PROVIDED INFORMATION:
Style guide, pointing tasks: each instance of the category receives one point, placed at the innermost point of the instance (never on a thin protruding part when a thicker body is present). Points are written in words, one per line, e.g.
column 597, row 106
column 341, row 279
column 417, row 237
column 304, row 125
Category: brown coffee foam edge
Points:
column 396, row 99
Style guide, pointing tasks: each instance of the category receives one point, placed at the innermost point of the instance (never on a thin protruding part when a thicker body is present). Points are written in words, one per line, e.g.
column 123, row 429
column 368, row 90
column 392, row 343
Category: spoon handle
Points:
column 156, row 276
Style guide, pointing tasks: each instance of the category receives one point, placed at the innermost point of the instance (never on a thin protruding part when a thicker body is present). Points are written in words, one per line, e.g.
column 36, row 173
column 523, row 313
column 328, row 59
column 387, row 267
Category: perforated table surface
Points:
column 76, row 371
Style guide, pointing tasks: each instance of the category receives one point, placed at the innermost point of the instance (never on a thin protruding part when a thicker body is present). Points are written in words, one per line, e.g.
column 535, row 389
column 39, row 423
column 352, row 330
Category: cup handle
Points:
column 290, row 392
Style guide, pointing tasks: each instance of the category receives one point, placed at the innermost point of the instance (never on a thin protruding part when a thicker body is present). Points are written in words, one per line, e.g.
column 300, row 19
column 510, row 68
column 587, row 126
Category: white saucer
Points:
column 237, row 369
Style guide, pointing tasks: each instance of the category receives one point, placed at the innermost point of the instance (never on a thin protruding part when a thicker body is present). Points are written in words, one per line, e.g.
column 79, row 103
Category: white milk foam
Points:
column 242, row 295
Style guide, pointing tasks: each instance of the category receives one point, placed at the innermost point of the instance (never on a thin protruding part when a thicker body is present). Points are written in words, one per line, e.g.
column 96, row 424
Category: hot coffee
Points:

TASK INSTRUCTIONS: Write out all of these lines again, changing every "Style guide" to "House rules" and leaving the rest untouched.

TASK RESULT:
House rules, pointing tasks: each instance of the category receives one point, placed at the innermost point of the instance (never on a thin protruding part when a thicker body is present). Points are written in words, one per line, e.g.
column 597, row 106
column 341, row 279
column 417, row 237
column 304, row 125
Category: brown coffee foam edge
Points:
column 396, row 99
House rules, pointing tasks: each instance of the category receives one point, placed at the innermost point of the instance (never on a thin protruding part when a thicker body is present). Points are written in words, one per line, e.g.
column 123, row 429
column 368, row 90
column 392, row 343
Category: spoon handle
Points:
column 156, row 276
House rules, pointing tasks: each instance of the category receives one point, placed at the innermost point of the instance (never on a thin protruding part when a thicker body is present). Points are written in words, one per line, e.g.
column 36, row 173
column 523, row 313
column 328, row 59
column 387, row 267
Category: perforated table surface
Points:
column 76, row 371
House rules, pointing tasks: each instance of the category receives one point, placed at the innermost point of the instance (never on a thin protruding part when a thicker body is present). Points are written in words, one per line, e.g.
column 535, row 389
column 39, row 423
column 352, row 330
Category: cup handle
Points:
column 290, row 392
House rules, pointing tasks: each instance of the category receives one point, placed at the innermost point of the instance (never on a thin protruding part when a thicker body is present). Points are written in words, one per line, e.g.
column 300, row 19
column 510, row 68
column 587, row 126
Category: white saucer
Points:
column 237, row 369
House rules, pointing tasks: each instance of the category receives one point, placed at the innermost point of the instance (never on a thin protruding part when a thicker body is present). Points are written in words, one per line, e.g.
column 79, row 103
Category: white milk foam
Points:
column 242, row 295
House rules, pointing tasks: each instance of the category receives one point, placed at the innermost point of the instance (never on a thin protruding part when a thicker body is present). Points are written in words, one per line, e.g.
column 96, row 424
Category: hot coffee
Points:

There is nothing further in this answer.